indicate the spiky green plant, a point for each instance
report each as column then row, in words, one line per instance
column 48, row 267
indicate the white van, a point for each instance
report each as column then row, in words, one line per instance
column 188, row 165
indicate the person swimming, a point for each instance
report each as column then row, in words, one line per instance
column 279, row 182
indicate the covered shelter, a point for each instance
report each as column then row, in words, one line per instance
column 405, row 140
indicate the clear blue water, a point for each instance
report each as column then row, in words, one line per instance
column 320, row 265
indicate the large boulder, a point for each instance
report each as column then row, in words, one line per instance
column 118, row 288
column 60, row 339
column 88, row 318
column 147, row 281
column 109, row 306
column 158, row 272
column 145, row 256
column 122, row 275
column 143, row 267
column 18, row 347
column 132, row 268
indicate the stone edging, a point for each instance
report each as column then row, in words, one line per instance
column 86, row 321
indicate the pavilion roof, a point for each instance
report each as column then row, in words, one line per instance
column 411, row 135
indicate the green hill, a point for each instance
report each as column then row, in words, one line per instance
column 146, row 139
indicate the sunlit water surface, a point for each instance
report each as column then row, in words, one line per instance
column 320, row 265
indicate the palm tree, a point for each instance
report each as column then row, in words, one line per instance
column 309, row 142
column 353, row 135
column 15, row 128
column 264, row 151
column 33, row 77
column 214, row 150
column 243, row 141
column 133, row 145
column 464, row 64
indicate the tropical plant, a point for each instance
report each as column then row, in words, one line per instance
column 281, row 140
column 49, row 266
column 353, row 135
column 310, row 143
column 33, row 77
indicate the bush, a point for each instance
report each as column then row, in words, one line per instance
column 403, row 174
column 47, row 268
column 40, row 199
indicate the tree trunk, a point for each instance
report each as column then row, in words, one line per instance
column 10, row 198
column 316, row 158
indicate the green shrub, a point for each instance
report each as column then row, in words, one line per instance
----
> AIM
Turn all the lines above into a numbered list, skipping any blank lines.

> THE RESPONSE
1. indicate the spiky green plant, a point for each instance
2. report each as column then row, in words, one line per instance
3. column 48, row 267
4. indicate the white van, a point for each instance
5. report each as column then row, in words, one line per instance
6. column 188, row 165
7. indicate the person swimming, a point for each instance
8. report each as column then row, in words, one line per instance
9. column 279, row 182
10. indicate the covered shelter, a point for each instance
11. report each as column then row, in words, one line per instance
12. column 405, row 140
13. indicate the clear blue water, a point for each instance
14. report each as column then row, in words, one line per instance
15. column 320, row 265
16. indicate the large boulder, a point for each instance
17. report each as column then row, in words, one line per instance
18. column 118, row 288
19. column 60, row 339
20. column 88, row 318
21. column 147, row 281
22. column 109, row 306
23. column 158, row 272
24. column 145, row 256
25. column 122, row 275
26. column 143, row 267
27. column 18, row 347
28. column 132, row 268
29. indicate the stone edging, a point for each instance
30. report each as column then row, in words, one line per instance
31. column 86, row 321
32. indicate the pavilion roof, a point for each instance
33. report each as column then row, in words, one line per instance
34. column 411, row 135
35. indicate the green hill, a point for each instance
36. report each as column then row, in words, one line per instance
37. column 146, row 139
38. indicate the sunlit water surface, a point for each instance
39. report each as column then row, in words, one line per instance
40. column 320, row 265
41. indicate the palm tree, a point for each instance
42. report each as column then row, in words, one line per instance
43. column 309, row 142
44. column 353, row 135
45. column 15, row 128
46. column 264, row 151
47. column 33, row 77
48. column 214, row 150
49. column 243, row 141
50. column 133, row 145
51. column 464, row 64
52. indicate the tropical plant, a point for each instance
53. report each as column then row, in words, one line per instance
54. column 281, row 140
55. column 49, row 266
56. column 353, row 135
57. column 310, row 143
58. column 33, row 77
59. indicate the bush, a point for each instance
60. report each as column then row, in words, one line per instance
61. column 403, row 174
62. column 47, row 268
63. column 40, row 199
64. indicate the tree trunk, a point for each instance
65. report each as column then row, in words, one line per instance
66. column 10, row 198
67. column 316, row 158
68. indicate the green shrub, a point for each instance
69. report each as column then row, in words, one line per instance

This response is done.